====== Provided records

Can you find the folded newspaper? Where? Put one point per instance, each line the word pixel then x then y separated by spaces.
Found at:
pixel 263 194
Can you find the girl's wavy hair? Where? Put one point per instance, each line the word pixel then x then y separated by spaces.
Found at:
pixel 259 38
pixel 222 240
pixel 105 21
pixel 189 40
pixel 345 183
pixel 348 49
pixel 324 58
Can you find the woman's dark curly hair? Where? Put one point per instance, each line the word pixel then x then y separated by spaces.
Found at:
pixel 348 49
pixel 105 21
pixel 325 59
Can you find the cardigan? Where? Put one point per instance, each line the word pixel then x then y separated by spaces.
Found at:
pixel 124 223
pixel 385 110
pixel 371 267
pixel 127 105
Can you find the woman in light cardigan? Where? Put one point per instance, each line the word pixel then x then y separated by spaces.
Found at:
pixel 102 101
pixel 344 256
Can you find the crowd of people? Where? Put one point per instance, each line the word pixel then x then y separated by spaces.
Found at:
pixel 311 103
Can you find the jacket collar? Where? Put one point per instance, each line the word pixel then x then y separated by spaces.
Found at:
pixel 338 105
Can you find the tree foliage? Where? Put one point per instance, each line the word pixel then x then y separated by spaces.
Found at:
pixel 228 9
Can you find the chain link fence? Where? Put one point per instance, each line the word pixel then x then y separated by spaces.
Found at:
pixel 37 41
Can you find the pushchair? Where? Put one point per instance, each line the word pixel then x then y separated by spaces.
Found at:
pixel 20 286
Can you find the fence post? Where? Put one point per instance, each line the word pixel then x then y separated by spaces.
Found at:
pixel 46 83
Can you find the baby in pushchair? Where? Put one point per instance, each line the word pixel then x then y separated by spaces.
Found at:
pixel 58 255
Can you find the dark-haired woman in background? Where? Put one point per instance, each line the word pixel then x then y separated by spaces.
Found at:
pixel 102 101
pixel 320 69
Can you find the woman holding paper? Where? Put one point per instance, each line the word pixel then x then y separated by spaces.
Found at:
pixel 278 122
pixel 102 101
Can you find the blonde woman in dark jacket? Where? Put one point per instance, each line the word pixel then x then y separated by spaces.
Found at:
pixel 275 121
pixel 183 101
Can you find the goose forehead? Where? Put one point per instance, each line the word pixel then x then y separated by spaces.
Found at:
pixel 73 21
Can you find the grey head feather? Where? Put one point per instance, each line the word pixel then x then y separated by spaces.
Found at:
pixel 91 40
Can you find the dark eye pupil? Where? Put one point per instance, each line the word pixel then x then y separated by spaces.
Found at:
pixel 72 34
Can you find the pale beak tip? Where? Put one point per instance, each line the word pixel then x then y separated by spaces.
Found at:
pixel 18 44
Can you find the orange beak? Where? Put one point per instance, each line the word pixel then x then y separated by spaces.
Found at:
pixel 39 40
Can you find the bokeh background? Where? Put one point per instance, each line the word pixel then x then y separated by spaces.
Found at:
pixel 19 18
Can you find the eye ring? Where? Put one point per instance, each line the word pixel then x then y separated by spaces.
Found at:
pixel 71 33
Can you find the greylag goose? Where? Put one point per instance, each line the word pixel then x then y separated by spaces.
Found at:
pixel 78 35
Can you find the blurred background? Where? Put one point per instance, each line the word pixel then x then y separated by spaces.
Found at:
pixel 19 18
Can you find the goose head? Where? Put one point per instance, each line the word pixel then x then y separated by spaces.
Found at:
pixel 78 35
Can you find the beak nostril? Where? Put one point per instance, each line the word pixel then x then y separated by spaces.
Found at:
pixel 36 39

============
====== Provided records

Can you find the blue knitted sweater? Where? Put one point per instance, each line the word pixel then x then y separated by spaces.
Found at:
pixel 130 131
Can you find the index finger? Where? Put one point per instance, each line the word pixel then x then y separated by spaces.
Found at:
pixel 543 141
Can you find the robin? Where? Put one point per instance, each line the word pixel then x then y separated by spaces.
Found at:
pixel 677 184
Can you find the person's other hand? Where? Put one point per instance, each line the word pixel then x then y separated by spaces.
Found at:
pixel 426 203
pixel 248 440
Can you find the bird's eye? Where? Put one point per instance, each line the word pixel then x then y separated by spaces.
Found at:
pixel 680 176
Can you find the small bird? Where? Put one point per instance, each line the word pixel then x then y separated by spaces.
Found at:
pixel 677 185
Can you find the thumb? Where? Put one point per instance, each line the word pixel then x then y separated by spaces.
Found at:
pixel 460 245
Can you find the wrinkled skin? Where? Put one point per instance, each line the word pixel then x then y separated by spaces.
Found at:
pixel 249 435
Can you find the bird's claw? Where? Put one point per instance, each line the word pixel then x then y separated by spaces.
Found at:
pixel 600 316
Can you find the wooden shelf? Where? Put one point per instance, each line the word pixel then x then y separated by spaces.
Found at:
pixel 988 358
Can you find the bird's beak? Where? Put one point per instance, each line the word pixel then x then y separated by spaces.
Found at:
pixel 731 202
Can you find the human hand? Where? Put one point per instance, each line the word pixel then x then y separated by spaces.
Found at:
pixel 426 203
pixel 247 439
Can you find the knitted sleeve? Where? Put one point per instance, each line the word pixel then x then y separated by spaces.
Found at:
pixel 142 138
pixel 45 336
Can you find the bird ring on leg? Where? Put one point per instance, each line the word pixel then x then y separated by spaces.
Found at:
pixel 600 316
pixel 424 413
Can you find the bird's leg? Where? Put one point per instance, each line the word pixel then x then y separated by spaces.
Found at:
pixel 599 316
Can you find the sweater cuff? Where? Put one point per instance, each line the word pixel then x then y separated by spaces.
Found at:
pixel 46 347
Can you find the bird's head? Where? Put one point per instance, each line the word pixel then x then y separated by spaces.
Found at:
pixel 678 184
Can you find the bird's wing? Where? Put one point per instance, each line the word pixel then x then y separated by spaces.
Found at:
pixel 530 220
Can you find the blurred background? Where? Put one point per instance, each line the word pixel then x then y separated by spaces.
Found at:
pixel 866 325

============

What to work on:
Filter the listing down to the lines holding the word "ring", and return those.

Task output:
Can you find the eye ring? Where? Put one point per instance, each line the word pixel then x then y separated by spaces.
Can you find the bird ring on leg? Where? Put one point per instance, each line the word pixel then x then y separated by spaces.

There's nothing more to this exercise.